» Text shown:
# # # # # # #

Why is it so unusual for me to prefer the company of my kids to anyone, including private and alone time with my husband, my friends, and my family as well?

I know intellectually that I'm not the only one that feels this way, that a lot of people reading my Facebook this morning would have been equally disgusted.

I guess it just saddens me that people are so willing to publicly state their apathy, their disinterest, their preference for others, when it comes to their kids.

One of Emily's friends once said to her, "Your mother is so nice.  Does she every get mad?"

Emily started laughing and said, "Oh my God, you should see her when nobody else is around.  She just believes in keeping personal business personal."

How you feel about your kids is personal.  It's one of those things that, if remotely negative, should be talked about to a therapist or a close friend but never, never trumpeted on Facebook.  After all, if a mother is talking about her new boyfriend on Facebook all the time and never mentioning her kids, the truth of the matter is probably even deeper and those kids are feeling a huge void, whether their mother realizes it her not, because she is now absent from their hearts as well as much of their lives.

I decided to write this post at about this point and asked for feedback on my Facebook wall.

I got some interesting responses ...

 "It's sad...and happens so often. My HS kids crave adult attention!"

Um yeah talk to my ex Sister in Law who completely 100% told her kids have a nice life and then got married. Hasn't even seen her 1st grandkid who will be 1 next month....."

# # # # # # #

» Data listing:
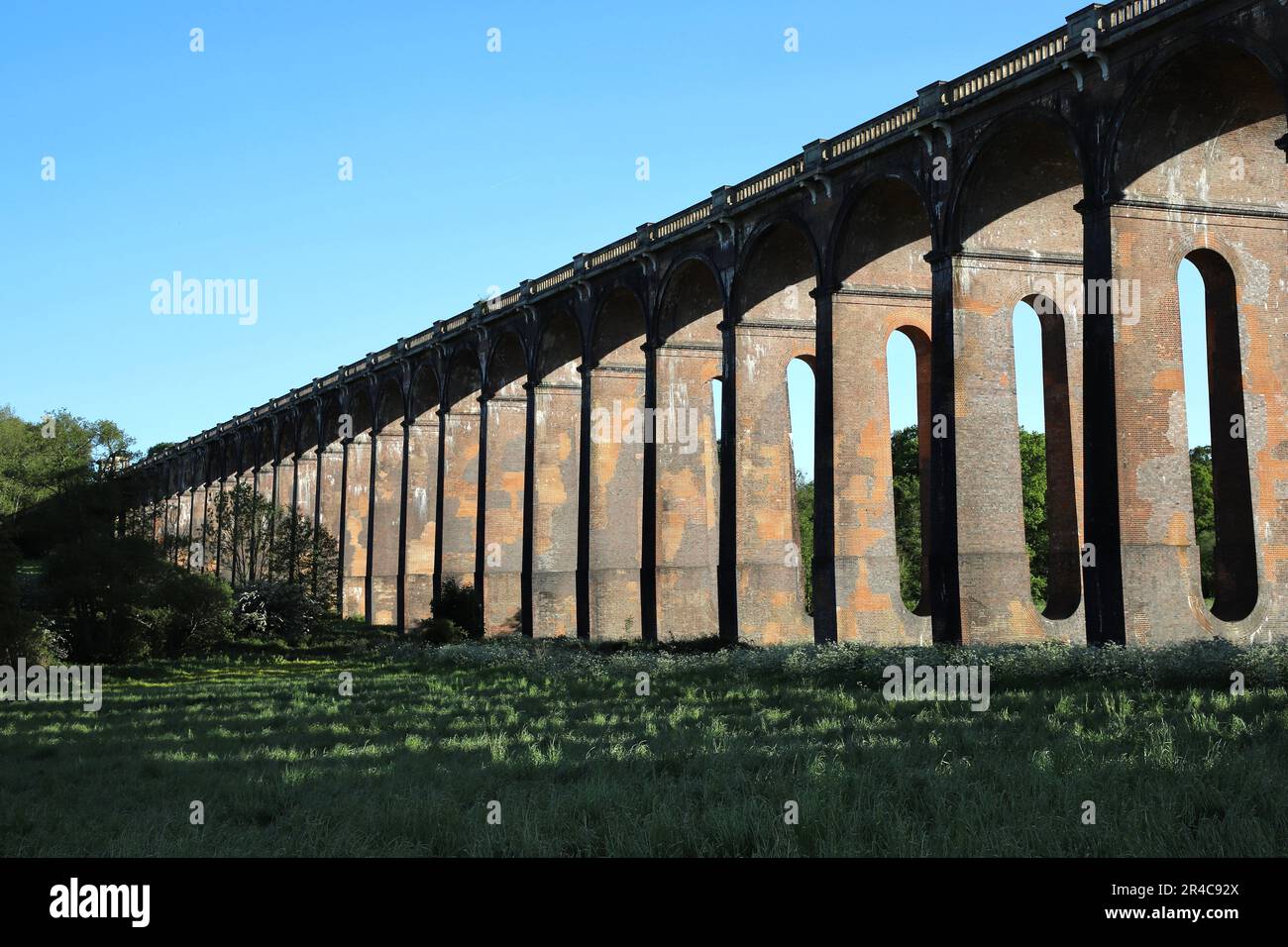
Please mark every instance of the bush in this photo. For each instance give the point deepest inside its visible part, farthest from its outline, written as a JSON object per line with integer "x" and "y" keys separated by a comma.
{"x": 192, "y": 613}
{"x": 460, "y": 604}
{"x": 277, "y": 609}
{"x": 439, "y": 631}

# # # # # # #

» Requirement 1:
Answer these questions from the blog post about parents and Facebook:
(a) According to Emily, what does her mother believe in?
(b) Who does the post say negative feelings about one's kids should be talked about to?
(c) What did the writer ask for on the Facebook wall?
» Requirement 2: According to the blog post about parents and Facebook, why are the kids of a mother who constantly posts about her new boyfriend and never mentions them probably feeling a huge void? Answer in one to three sentences.
» Requirement 3: Continue the blog post about parents and Facebook from its last line.
The records are separate material and have no connection to the blog post about parents and Facebook.

» Exercise answer 1:
(a) Keeping personal business personal.
(b) A therapist or a close friend.
(c) Feedback.

» Exercise answer 2: The kids probably feel a huge void because the mother is now absent from their hearts as well as from much of their lives. The post says this holds whether or not she realizes it.

» Exercise answer 3:
"it is something that breaks my heart. These same parents are usually the most harsh to judge our homeschooling, kid-centered family. Which is interesting because I just feel bad for them - that they have beautiful kids who they don't enjoy - what part of them is broken and needs healing? I've seen this a lot w/respect to addictions. I really just pray that their hearts and spirits will be healed and they will be able to step into engaged parenthood fully for everyone's sake."

"I totally respect people who make the decision to not have children. Whatever the reason - it's very important to go into having children w/ clear intention if at all possible. (Not discounting many parents I know who are awesome who were...surprised... and have risen to the occasion.) And when society puts on a lot of pressure to have kids - it takes a lot to withstand it."

"Find the balance...question your motives...ask a true friend for honest perspective...get quiet and listen to your gut! I could go on and on...I was told that I was a good mother because I wondered if I was a good mother...I still wonder if I was/am..."

"I knew I could never handle children especially is this day and age. So many rules of what u can and can't do so many opinions. My feeling is u walk into schools in this time and u see how the kids behave. And u walk into a school 20 or 30 years ago and see how things have changed. You tell me if physical discipline is wrong. I got physically disciplined and there's nothing wrong with me."

While I was reading through some of these, Ari and Howard came bounding back into the house, slamming the door behind them.  Naturally, Gabby woke up.  Screaming.

Ari was in a great mood, though, and Howard had obviously been well-exercised.  I took Gab out of her seat and brought her over to the blanket on the floor where we change her.  She stopped screaming and smiled a bit at me.

Then she made a weird grunting, animalistic noise.

"Gabby, you sound like a constipated horse!" Ari yelled, and we both started giggling madly because that's exactly what she sounded like.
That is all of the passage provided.